Show each line of the records that contains the word "mixer". Case counts.

---------- Records provided ----------

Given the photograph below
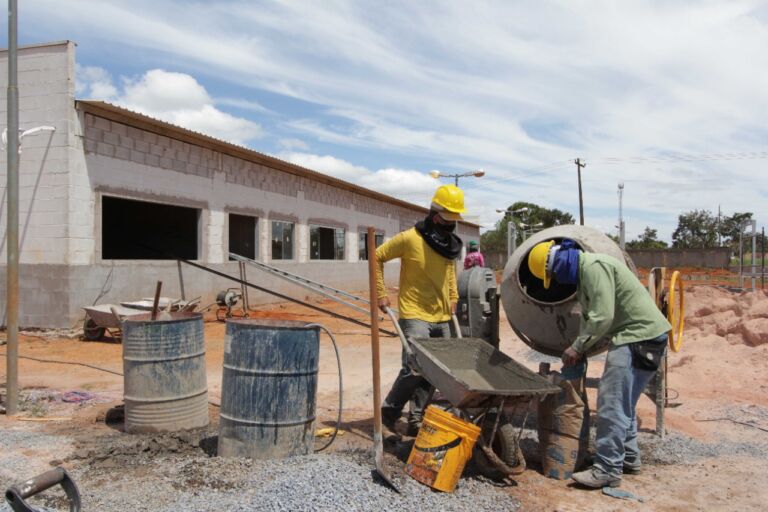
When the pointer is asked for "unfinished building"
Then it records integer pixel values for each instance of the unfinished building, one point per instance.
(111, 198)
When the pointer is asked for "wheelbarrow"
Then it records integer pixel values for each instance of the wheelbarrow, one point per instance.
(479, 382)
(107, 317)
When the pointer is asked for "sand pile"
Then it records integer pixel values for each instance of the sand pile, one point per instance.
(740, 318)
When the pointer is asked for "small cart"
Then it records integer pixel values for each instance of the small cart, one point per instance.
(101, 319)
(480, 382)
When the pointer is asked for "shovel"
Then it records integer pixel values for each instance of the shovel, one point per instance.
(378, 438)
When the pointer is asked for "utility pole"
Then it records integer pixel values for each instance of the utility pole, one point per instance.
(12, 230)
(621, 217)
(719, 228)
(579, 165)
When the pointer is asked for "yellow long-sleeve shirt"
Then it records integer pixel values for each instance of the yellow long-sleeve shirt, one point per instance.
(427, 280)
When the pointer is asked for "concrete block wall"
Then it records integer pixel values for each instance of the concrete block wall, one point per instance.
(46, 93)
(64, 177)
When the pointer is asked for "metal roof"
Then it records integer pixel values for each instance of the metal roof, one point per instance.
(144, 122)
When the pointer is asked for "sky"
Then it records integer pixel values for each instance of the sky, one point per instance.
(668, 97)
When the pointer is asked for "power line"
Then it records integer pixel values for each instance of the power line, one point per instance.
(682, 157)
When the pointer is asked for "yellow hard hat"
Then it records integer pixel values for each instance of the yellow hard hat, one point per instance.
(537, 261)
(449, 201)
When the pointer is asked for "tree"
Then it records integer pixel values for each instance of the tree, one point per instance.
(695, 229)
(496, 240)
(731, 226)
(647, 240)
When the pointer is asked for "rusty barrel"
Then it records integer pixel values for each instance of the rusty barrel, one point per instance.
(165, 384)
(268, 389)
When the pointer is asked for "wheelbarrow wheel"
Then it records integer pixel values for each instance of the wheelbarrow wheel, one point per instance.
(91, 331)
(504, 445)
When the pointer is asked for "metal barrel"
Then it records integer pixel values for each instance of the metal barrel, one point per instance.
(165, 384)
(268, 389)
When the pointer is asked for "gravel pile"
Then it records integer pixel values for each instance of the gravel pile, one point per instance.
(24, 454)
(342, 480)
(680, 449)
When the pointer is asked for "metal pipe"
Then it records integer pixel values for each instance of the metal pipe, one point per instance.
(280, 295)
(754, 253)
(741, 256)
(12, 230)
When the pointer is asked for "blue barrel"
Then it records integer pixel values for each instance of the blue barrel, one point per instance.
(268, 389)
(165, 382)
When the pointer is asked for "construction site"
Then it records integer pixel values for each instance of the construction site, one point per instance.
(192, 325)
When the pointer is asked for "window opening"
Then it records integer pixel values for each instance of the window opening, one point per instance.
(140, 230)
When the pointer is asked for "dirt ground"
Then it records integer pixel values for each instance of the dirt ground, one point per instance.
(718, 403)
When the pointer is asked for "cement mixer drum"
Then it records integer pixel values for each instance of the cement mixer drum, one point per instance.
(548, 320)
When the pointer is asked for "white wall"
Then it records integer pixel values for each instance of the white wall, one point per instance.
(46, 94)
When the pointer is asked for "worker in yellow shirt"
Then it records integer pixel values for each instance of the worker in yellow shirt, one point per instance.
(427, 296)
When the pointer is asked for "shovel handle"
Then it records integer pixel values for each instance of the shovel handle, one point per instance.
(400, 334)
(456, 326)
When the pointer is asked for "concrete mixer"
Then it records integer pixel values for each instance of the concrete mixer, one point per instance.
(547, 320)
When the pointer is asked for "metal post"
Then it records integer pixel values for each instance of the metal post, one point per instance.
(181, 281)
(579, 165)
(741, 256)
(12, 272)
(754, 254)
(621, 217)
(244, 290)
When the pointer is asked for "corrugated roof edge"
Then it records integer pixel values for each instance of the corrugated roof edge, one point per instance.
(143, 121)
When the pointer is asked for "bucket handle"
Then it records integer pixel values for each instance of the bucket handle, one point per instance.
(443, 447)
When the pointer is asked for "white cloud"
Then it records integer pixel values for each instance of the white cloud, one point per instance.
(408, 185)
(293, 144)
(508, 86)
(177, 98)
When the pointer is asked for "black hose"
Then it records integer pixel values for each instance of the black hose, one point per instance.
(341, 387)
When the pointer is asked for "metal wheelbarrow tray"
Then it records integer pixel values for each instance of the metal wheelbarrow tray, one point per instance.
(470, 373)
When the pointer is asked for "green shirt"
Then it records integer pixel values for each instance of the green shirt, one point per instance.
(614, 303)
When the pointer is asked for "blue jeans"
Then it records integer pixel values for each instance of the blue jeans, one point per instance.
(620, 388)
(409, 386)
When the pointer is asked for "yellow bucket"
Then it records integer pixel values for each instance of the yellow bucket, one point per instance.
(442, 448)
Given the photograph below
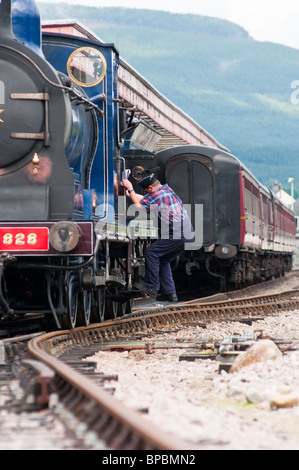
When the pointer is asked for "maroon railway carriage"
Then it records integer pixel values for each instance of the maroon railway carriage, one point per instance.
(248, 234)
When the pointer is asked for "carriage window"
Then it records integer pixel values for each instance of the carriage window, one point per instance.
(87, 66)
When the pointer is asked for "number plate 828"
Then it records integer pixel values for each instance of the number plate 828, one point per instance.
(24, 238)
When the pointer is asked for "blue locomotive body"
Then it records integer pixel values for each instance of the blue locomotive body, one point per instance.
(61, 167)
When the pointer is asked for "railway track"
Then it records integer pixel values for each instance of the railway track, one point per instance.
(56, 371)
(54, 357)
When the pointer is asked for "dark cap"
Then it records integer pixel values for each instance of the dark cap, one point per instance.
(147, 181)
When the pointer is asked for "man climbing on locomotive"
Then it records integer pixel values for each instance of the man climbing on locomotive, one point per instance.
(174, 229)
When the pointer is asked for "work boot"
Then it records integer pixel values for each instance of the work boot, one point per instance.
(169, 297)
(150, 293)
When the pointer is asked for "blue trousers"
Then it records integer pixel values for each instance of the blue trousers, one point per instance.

----------

### Written response
When the pointer is asked for "cement mixer drum"
Then it records integer pixel values for each instance of the cement mixer drum, one point per instance.
When the pointer is asked for "concrete mixer"
Then it records integer pixel values for each instance of the concrete mixer, one point per instance.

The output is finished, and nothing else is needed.